### Solicitud escrita
Indique todos los tipos de espacio que, según el relato sobre Medinaceli, se atraviesan antes de llegar a "la otra cara de la civilización".

### Texto proporcionado
Cuando estábamos en el cementerio, Ricardo nos dijo que querían que le incineraran porque no quería un ataúd abandonado, tenía miedo de que nadie se acordara de enterrarlo y de que los pocos familiares que le quedaban, tuvieran que estar obligados a recordarle. Creía que pronto nadie se acordarí de él. Quiero decirle, que yo sí que le recordaré, porque me parece admirable que consiga hacer de un pueblo desconocido la casa del viajero que llega.  Gracias Ricardo, por hacerme pasear por esas mágicas calles y por la gran lección de vida que me enseñaste.
Marta Peinado  

jueves, 14 de junio de 2012

Lunes 16 de abril de 2012. Medinaceli


         Es mediodía y nuestro primer reposo del viaje. Ya estamos en tierras castellanas cercanas a Soria. Medinaceli es un lugar ciertamente inhóspito, este pueblo parece bastante tosco, pero en lo alto de una pequeña meseta desde donde se dominan las inmensas llanuras, tiene unas vistas impresionantes. A la entrada, un prado de alto césped azotado por las fuertes ráfagas de viento nos recibía con un vasto paisaje a sus espaldas.

Medinaceli
Con un buen amigo nos hemos adentrado en el histórico pueblo que, valga la redundancia, rebosaba de soledad. Aún así, algún que otro vecino ha hecho su aparición, mas pese a nuestros amistosos saludos todos han prolongado el silencio del pueblo. Atravesando calles, plazas y diminutos pasajes, que parecían construidos a modo de pasillos, llegamos a la otra cara de la civilización:  otro inmenso paisaje tras otro prado verde. Esta vez el paisaje se veia interrumpido por un edificio de grandes dimensiones: un castillo de aspecto medieval yacía en medio del prado pero al borde del barranco, con una parte bien erguida y la otra medio arruinada. Nos hemos dirigido a esta última tras observar brevemente la fachada. A medida que nos acercabamos al precipicio, el paisaje se apreciaba  cada vez mejor y el viento soplaba más y más fuerte. Al alcanzar el muro medio derrocado del vetusto edificio, nos hemos dado cuenta, con sorpresa, que  a resguardo del viento, había un cementerio construido  cuidadosamente. Nos hemos alejado de lo que parecía un castillo abandonado y justo antes de adentrarnos otra vez en la estrechez de ésas calles rocosas, he vuelto a mirar más allá de los límites de la meseta: eran otras vistas pero no por ello menos impresionantes.

### Datos

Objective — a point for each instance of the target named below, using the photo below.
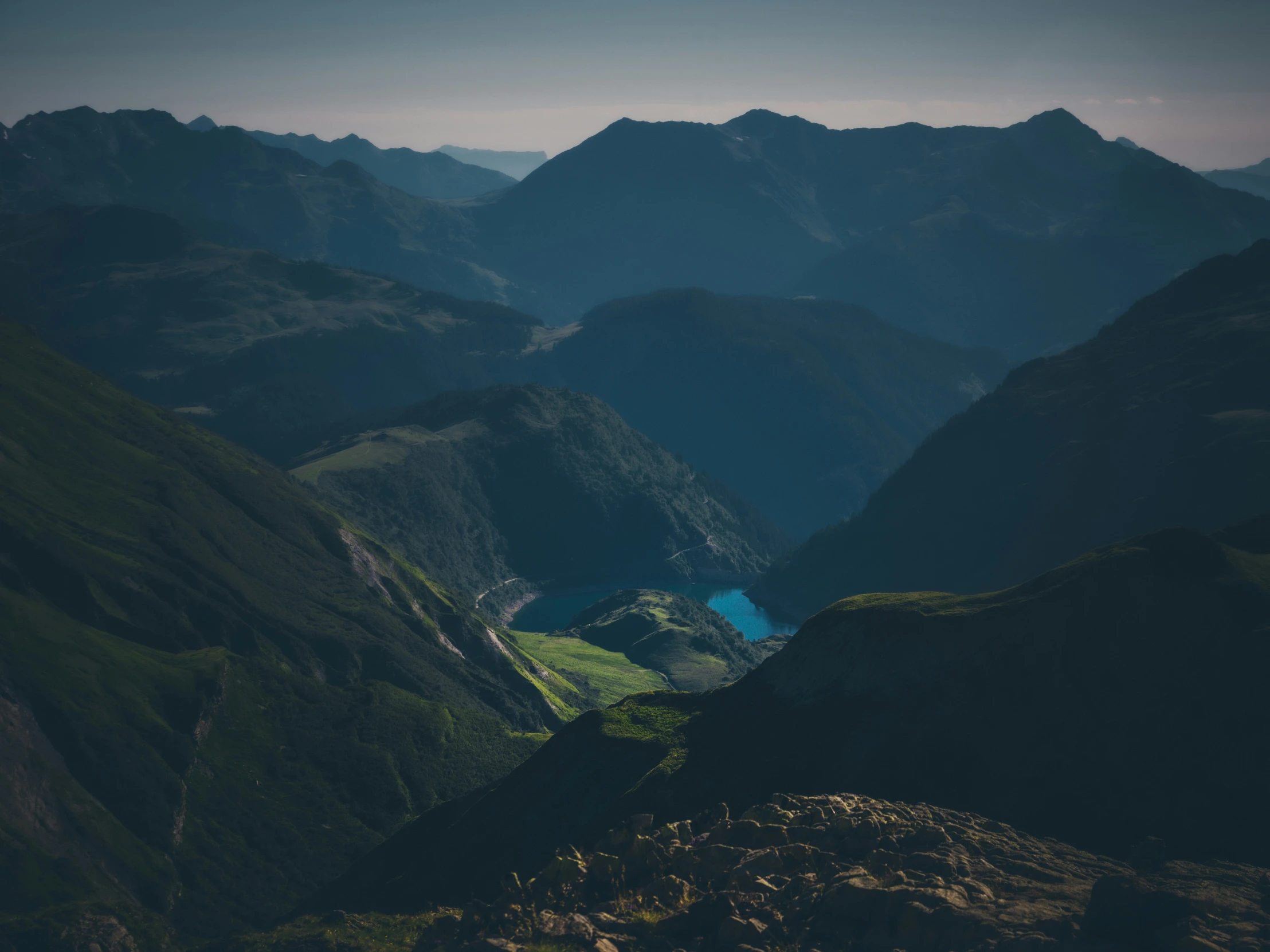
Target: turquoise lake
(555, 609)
...
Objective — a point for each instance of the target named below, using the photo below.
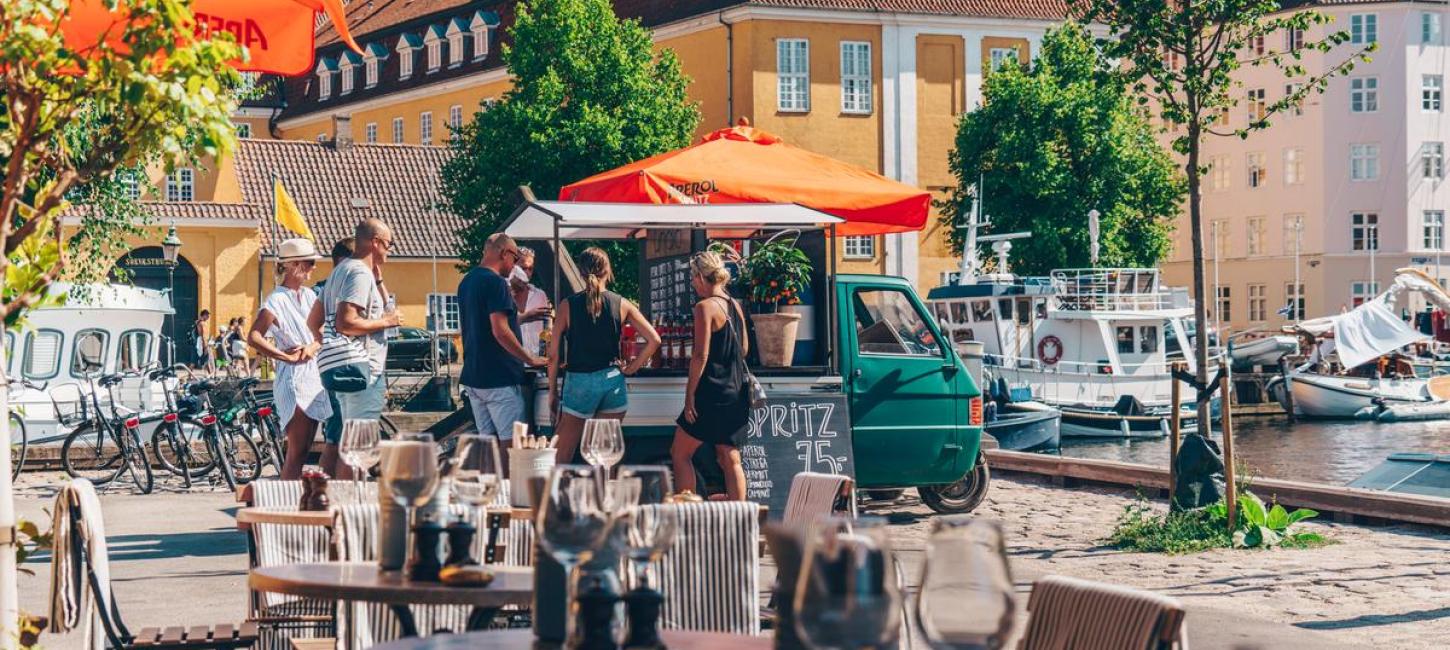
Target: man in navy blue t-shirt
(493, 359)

### Problema resuelto
- Calles
- Plazas
- Diminutos pasajes